### [Exercise set]
- a) Return the passage of the book review that runs from "Walker and Company" to "it is important.".
- b) According to the book review, what was Coxeter's core work on?

### [Extract to read]
|---|

King of Infinite Space:
Donald Coxeter, the Man Who Saved Geometry

Siobhan Roberts

Walker and Company 2006
A book review by Danny Yee © 2008 https://dannyreviews.com/
Living from 1907 to 2003, Harold Scott MacDonald "Donald" Coxeter's career as a mathematician nearly spanned the 20th century. In King of Infinite Space, Siobhan Roberts tells the story of his life, but also uses it as a framework to explore topics in the broader history of mathematics, its applications and its teaching.

Mathematicians pose obvious challenges for a biographer. Geometry is probably the most accessible area of mathematics, but Coxeter's work is still too technical to present to a general reader in any depth. And his core work was on polytopes, the equivalents of polygons and polyhedra in higher dimensions, which are hard to depict in three dimensions, let alone two. Roberts presents just enough to give some feel for Coxeter's mathematics, and throughout tries to explain why it is important.

|---|

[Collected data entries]
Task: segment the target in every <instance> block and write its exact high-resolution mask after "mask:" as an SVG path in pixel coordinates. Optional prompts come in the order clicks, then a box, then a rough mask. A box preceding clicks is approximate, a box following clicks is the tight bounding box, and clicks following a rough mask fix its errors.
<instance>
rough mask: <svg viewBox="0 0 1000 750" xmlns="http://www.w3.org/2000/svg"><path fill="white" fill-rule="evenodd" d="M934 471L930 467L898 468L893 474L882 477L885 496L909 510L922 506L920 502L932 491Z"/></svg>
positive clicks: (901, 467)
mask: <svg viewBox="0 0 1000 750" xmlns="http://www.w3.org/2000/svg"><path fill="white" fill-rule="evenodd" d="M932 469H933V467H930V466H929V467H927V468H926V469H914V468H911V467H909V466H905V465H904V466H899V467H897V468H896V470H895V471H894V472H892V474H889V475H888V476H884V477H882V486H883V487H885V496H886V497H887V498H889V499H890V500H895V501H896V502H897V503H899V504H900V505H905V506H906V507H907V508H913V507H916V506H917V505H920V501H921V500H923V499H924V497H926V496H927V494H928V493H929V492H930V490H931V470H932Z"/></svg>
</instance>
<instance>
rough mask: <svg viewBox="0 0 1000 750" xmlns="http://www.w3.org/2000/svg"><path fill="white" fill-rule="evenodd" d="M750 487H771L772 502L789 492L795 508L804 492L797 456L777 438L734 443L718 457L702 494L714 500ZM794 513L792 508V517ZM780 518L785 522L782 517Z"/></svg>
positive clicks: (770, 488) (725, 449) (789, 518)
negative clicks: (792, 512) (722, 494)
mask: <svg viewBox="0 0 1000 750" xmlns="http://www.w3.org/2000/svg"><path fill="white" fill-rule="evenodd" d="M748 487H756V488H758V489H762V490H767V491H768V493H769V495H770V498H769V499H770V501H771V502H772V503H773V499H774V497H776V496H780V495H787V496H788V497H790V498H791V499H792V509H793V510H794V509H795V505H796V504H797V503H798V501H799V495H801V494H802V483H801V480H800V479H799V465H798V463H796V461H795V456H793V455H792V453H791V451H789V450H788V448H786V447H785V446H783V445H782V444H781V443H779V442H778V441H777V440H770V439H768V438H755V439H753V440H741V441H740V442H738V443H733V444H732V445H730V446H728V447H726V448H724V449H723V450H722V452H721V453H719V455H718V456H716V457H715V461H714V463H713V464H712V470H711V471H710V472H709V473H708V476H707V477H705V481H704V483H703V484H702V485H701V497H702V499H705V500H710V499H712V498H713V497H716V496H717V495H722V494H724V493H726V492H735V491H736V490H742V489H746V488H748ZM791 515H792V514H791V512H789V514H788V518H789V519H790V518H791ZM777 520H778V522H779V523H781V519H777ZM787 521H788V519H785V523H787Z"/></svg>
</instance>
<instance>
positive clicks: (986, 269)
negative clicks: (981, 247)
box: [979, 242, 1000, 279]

|---|

### [Responses by task]
- a)
Walker and Company 2006
A book review by Danny Yee © 2008 https://dannyreviews.com/
Living from 1907 to 2003, Harold Scott MacDonald "Donald" Coxeter's career as a mathematician nearly spanned the 20th century. In King of Infinite Space, Siobhan Roberts tells the story of his life, but also uses it as a framework to explore topics in the broader history of mathematics, its applications and its teaching.

Mathematicians pose obvious challenges for a biographer. Geometry is probably the most accessible area of mathematics, but Coxeter's work is still too technical to present to a general reader in any depth. And his core work was on polytopes, the equivalents of polygons and polyhedra in higher dimensions, which are hard to depict in three dimensions, let alone two. Roberts presents just enough to give some feel for Coxeter's mathematics, and throughout tries to explain why it is important.

- b) Polytopes, the equivalents of polygons and polyhedra in higher dimensions.